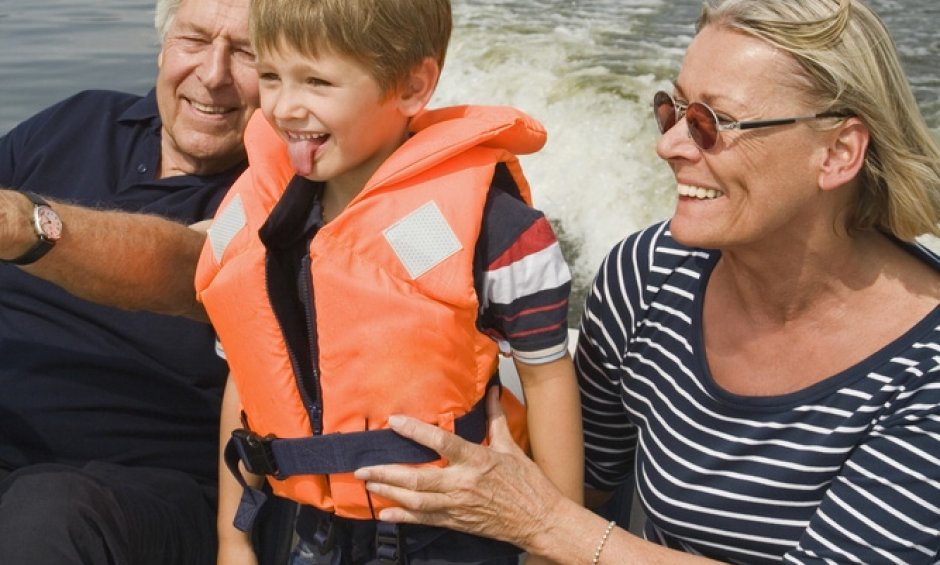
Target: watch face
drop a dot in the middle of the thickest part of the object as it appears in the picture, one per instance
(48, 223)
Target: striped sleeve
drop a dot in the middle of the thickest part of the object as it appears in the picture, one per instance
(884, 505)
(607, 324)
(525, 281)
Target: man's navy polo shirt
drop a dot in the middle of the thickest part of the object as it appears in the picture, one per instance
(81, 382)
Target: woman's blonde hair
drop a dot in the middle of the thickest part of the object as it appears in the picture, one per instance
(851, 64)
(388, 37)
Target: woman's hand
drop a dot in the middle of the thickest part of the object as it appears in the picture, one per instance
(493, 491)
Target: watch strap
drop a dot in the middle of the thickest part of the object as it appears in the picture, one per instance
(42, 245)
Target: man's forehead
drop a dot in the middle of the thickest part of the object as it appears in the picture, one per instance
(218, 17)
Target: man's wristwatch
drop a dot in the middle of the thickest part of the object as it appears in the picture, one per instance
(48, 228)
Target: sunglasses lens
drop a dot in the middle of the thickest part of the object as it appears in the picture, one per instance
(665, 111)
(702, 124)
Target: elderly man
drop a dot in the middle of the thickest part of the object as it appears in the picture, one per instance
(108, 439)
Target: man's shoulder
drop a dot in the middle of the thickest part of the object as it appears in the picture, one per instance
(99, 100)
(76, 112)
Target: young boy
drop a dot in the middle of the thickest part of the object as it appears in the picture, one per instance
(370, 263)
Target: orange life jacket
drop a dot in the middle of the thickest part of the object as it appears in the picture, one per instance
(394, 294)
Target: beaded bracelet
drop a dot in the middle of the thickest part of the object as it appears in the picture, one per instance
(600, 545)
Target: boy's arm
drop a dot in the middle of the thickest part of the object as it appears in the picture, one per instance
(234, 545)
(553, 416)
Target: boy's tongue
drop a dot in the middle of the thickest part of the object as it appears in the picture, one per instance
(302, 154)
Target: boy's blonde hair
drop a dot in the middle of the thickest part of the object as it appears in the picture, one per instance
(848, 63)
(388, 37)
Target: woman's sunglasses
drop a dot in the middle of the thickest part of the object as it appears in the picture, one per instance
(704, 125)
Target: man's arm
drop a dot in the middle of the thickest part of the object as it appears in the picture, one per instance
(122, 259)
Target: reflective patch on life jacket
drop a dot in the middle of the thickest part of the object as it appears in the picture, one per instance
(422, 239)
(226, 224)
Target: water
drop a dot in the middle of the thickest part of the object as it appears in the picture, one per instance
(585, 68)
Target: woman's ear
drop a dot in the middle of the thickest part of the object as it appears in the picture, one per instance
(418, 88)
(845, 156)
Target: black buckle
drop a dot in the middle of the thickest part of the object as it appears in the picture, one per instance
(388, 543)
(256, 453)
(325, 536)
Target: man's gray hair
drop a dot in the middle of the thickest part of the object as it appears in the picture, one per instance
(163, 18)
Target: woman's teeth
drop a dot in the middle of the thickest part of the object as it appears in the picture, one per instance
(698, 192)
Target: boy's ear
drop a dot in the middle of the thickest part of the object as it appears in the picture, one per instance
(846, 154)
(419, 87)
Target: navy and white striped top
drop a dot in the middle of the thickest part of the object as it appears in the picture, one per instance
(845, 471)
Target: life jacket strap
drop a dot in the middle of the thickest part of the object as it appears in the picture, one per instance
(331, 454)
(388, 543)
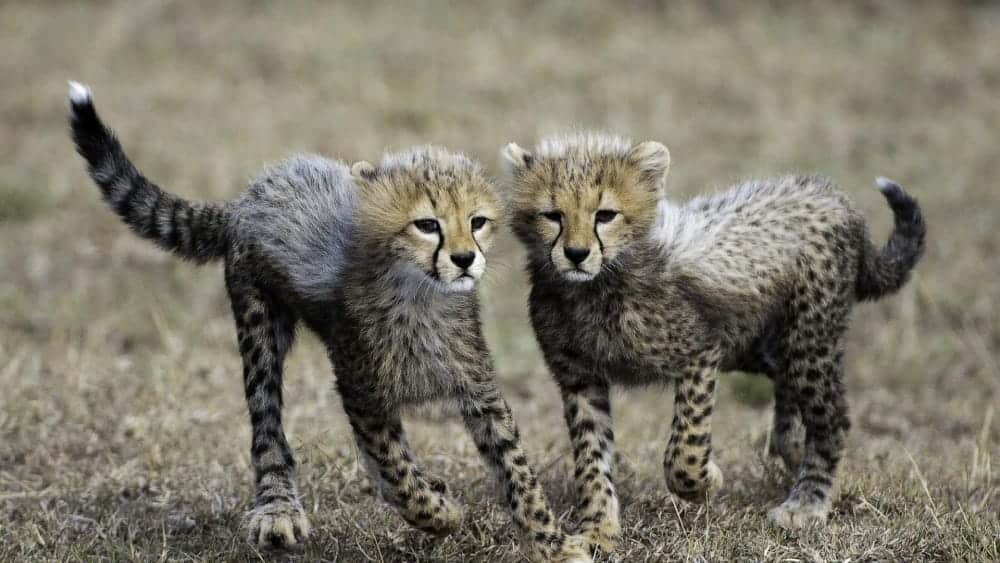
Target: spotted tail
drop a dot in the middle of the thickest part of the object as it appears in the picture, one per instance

■ ■ ■

Will you return exactly the lines above from the one with "Target: elderly man" down to the one with "Target: boy's blonde hair", counting both as part of the range?

Target: elderly man
drop a dot in the middle of the thickest part of the object as it appears in the picture, one per instance
(108, 439)
Target: man's shoulder
drop a dot in the middle of the thickest part of the object as it appears in the picture, one per instance
(99, 100)
(76, 112)
Target: young boy
drop a dot in the middle of the thickest part of the object as it appears in the picture, one per instance
(370, 263)
Target: orange life jacket
drop a dot in the middle of the thickest part of the object as it appears in the picture, one per instance
(394, 294)
Target: beaded bracelet
drop a dot in the middle of the thickest part of the object as it appears in the picture, one per instance
(600, 545)
Target: boy's arm
drop a dot in the middle of the thickest part of the object as it appears in the picture, one per instance
(234, 545)
(553, 416)
Target: boy's tongue
drop a dot in the middle of the thickest part of the object as it appears in the picture, one per instance
(302, 154)
Target: boy's blonde hair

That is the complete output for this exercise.